§ **Goal**
Please extract each line from the rows below that contains the word "clog", copying every such line unchanged.

§ **Data provided**

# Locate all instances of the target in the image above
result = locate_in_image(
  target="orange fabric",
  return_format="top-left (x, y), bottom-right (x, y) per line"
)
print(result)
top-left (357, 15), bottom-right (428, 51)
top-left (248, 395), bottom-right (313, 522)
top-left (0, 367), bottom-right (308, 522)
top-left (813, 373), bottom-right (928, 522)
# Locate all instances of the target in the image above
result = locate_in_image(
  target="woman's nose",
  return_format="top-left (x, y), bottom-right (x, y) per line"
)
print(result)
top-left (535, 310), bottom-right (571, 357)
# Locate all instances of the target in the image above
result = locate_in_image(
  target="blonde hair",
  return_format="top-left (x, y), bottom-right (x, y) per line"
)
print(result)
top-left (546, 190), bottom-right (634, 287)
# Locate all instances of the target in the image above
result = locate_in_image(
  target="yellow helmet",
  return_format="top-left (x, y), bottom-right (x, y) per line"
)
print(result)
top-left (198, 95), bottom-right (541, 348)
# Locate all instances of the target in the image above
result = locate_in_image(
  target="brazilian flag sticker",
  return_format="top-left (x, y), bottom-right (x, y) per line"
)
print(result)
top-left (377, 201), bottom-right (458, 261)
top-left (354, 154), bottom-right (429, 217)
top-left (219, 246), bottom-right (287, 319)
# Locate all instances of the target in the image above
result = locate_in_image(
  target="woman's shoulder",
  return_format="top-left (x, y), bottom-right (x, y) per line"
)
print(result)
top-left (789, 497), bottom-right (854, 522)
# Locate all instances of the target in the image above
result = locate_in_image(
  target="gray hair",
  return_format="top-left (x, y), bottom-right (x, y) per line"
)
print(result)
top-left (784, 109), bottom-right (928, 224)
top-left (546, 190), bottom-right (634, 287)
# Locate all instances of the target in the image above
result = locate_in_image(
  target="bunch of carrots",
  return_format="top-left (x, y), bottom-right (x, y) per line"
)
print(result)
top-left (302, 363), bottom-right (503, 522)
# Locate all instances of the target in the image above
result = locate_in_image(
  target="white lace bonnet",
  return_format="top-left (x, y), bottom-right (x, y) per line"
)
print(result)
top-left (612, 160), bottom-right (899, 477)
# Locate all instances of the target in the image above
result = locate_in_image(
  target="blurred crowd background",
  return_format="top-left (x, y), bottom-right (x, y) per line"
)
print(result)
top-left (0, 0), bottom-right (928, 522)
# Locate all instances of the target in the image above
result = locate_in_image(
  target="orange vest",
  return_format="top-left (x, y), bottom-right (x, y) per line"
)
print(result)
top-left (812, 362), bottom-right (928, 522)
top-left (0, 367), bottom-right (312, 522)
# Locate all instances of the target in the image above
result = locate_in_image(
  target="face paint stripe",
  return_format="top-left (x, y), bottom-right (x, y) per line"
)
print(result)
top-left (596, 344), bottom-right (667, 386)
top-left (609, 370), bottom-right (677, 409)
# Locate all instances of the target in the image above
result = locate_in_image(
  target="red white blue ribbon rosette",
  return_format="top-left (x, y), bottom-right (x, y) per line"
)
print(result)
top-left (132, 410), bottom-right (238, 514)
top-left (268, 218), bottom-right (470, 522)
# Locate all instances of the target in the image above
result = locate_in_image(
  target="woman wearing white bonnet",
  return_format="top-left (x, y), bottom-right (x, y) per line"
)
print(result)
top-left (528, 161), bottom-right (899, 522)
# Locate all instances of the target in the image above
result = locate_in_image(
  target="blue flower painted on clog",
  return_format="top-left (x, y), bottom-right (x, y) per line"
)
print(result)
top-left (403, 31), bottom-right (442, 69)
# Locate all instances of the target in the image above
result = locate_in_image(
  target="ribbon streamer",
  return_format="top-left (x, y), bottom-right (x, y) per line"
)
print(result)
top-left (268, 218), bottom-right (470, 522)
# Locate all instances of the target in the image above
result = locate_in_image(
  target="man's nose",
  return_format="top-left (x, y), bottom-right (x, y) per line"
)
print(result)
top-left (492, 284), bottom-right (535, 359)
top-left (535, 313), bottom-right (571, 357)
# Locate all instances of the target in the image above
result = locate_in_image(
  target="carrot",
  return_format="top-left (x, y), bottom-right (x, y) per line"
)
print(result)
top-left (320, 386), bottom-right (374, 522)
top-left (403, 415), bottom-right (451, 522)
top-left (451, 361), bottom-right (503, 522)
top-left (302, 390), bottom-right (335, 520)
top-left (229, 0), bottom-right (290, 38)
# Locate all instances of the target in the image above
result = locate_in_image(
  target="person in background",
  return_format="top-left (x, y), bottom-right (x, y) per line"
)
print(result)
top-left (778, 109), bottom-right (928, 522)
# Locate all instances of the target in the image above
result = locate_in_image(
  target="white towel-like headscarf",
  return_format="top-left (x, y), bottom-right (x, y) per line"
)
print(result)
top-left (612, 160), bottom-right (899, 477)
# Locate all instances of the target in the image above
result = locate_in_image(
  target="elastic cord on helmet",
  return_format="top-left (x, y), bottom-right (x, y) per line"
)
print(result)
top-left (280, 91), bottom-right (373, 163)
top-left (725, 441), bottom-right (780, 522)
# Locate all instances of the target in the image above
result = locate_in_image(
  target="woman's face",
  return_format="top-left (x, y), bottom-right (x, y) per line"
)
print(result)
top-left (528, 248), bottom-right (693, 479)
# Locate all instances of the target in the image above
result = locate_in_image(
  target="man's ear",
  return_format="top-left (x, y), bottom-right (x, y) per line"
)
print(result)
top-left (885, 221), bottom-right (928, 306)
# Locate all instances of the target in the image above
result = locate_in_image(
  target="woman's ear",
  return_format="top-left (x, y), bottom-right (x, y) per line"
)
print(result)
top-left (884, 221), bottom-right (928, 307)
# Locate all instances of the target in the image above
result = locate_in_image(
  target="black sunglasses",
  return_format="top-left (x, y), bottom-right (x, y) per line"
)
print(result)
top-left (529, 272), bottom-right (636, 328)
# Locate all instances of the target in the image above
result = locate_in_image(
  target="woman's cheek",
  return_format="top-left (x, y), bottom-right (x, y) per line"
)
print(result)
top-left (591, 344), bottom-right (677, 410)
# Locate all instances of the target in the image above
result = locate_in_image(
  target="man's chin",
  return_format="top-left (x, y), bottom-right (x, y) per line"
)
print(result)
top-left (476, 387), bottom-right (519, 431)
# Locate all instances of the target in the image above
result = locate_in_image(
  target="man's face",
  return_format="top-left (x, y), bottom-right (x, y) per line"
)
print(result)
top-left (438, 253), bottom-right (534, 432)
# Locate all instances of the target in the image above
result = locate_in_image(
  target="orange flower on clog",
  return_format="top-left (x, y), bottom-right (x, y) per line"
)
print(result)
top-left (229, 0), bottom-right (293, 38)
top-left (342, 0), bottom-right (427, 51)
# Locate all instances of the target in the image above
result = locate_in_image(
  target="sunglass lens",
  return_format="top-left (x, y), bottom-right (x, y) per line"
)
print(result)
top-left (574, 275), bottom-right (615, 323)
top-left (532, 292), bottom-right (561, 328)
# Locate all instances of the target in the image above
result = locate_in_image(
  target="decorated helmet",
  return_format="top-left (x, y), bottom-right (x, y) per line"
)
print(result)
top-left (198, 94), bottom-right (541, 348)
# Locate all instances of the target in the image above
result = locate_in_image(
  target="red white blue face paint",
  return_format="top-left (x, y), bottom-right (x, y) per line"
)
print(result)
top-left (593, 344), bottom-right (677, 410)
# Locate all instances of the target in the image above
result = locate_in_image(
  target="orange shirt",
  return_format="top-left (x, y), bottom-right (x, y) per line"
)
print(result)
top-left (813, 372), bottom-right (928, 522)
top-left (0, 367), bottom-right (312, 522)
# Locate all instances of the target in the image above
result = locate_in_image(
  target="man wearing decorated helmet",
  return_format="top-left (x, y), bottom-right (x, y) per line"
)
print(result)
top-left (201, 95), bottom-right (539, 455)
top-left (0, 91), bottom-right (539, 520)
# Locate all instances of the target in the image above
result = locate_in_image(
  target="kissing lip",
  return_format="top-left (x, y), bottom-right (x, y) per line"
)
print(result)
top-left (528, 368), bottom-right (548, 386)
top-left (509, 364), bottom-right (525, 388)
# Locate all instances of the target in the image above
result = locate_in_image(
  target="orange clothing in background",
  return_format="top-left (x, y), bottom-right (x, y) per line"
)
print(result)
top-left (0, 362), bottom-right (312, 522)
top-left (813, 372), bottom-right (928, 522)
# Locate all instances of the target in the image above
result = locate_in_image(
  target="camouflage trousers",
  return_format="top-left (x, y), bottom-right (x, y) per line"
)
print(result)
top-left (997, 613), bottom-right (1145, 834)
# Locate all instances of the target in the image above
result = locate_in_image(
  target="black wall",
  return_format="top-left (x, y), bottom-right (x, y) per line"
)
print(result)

§ **Task answer**
  target="blue flower painted on clog",
  target="orange flower on clog",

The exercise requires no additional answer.